(TEKST ŹRÓDŁOWY):
_ _ _ _ _ _ _

Wyciek ropy w Toruniu. Akcja straży
Informacje o wycieku paliwa strażacy otrzymali przed godziną 9:00. Na miejscu pojawili się specjaliści z grupy chemicznej z Torunia i Bydgoszczy. - Przy pomocy zapór ograniczamy rozprzestrzenianie się ropy. Nasza reakcja była szybka. Robimy wszystko, by nie doszło do zanieczyszczenia rzeki - powiedziała portalowi ototorun.pl mł. bryg. Aleksandra Starowicz, oficer prasowa Komendy Miejskiej PSP w Toruniu.
- Nie doszło do rozprzestrzenienia się wycieku na Wisłę. Nasze działania już się zakończyły. W akcji wzięło udział 5 zastępów straży, mieliśmy też wsparcie wozów operacyjnych - wskazała rzeczniczka strażaków, pytana o sprawę przez naszego dziennikarza.

_ _ _ _ _ _ _

(ZADANIE PISEMNE A): Ile zastępów straży brało udział w akcji, o której mówi artykuł o wycieku ropy w Toruniu?
Artykuł i lista poniżej nie mają ze sobą nic wspólnego.

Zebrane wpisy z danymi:
_ _ _ _ _ _ _

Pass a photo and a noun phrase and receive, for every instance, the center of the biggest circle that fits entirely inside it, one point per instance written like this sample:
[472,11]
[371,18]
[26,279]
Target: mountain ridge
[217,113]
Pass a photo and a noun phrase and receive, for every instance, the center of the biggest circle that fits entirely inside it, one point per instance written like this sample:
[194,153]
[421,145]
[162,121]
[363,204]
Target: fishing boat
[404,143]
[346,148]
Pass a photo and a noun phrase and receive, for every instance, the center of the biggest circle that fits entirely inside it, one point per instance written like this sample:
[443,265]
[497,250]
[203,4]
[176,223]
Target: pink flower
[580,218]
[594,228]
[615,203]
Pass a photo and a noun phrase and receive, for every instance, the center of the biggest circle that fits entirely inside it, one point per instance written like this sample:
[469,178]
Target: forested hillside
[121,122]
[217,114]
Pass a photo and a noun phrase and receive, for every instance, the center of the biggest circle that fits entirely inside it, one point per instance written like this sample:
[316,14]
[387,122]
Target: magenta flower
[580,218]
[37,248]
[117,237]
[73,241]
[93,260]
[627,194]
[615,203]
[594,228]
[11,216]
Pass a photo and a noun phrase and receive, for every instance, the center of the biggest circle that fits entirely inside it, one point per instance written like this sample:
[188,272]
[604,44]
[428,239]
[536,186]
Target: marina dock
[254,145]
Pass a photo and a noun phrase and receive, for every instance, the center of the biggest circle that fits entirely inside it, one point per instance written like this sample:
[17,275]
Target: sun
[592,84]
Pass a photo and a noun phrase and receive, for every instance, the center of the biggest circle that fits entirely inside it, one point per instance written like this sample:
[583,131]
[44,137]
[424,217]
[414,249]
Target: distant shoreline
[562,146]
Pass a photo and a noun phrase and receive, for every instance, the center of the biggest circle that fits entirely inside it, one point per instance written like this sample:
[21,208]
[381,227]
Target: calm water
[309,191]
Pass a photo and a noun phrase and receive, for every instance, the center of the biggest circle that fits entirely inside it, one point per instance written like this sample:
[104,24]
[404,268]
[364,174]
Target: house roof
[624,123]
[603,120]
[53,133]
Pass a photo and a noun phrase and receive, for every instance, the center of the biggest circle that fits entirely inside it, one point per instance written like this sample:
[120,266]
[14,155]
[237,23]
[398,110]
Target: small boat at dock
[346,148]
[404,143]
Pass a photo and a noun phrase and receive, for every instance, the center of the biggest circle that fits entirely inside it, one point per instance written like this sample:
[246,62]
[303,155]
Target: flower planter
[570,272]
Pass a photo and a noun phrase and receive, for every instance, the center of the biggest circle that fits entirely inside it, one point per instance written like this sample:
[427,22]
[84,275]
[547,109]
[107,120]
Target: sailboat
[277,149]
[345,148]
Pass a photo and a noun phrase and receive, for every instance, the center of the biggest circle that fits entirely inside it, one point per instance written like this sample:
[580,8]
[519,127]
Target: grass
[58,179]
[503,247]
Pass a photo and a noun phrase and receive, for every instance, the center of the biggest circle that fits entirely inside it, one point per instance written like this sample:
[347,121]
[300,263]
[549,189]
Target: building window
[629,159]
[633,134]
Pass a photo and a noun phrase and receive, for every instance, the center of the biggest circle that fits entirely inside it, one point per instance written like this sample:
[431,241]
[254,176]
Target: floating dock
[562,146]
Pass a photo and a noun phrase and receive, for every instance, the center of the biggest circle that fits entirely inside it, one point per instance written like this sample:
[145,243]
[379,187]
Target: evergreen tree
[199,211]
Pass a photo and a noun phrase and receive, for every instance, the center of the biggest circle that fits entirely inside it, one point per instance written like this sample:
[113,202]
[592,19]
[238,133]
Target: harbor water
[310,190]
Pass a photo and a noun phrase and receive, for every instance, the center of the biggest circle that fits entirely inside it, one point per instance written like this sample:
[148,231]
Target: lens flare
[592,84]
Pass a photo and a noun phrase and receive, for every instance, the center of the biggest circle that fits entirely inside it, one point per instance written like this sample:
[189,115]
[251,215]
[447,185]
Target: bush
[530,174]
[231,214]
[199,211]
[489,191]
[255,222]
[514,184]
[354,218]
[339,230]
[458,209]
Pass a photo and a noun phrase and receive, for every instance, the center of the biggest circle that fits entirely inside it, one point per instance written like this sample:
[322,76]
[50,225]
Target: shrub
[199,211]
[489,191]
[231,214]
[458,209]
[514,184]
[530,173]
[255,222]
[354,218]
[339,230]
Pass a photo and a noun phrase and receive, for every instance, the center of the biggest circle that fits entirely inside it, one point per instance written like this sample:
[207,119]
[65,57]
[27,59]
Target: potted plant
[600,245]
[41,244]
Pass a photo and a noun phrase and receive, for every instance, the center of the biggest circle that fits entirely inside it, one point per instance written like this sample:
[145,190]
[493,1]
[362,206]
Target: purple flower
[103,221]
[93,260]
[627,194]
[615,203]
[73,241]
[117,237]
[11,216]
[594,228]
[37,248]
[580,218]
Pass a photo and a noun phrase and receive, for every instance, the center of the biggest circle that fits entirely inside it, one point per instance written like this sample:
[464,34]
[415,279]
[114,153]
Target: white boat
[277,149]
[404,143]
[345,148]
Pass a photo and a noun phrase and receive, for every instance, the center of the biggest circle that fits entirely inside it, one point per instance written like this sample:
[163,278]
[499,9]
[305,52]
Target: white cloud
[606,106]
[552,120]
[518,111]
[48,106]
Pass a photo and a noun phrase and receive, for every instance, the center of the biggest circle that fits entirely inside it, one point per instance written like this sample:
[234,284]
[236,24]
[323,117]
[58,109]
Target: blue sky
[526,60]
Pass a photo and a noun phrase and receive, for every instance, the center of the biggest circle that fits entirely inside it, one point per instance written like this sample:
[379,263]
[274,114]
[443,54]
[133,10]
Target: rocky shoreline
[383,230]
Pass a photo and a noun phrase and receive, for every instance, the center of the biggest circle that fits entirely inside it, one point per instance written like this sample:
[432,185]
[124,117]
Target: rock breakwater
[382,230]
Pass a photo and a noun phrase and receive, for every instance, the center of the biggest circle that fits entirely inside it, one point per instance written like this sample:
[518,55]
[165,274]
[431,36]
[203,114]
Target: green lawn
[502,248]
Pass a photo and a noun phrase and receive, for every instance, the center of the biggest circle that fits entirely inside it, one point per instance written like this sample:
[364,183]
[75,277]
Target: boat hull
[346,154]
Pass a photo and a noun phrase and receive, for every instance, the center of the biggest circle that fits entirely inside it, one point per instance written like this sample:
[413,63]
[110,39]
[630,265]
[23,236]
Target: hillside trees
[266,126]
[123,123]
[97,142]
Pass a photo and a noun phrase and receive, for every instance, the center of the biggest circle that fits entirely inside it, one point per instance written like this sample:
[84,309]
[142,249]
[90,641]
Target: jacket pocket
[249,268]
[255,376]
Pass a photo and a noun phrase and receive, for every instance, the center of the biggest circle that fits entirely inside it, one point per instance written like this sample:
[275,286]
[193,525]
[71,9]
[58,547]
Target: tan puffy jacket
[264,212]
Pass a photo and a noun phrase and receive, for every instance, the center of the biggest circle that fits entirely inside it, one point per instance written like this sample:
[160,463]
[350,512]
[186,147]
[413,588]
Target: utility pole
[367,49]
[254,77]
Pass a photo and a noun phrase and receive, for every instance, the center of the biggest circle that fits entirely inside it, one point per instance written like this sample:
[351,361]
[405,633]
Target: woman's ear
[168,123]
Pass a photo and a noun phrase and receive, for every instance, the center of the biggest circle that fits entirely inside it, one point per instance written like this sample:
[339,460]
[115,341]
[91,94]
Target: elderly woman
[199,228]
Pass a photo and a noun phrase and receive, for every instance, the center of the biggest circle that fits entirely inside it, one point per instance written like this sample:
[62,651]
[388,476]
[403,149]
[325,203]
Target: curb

_ _ _ _ _ _ _

(ZADANIE PISEMNE B): Pokaż wszystkie wiersze z listy powyżej, w których pojawia się ciąg „jacket”. Wielkość liter ma znaczenie.

(POPRAWNA ODPOWIEDŹ A): W akcji wzięło udział 5 zastępów straży.

(POPRAWNA ODPOWIEDŹ B):
Target: jacket pocket
Target: tan puffy jacket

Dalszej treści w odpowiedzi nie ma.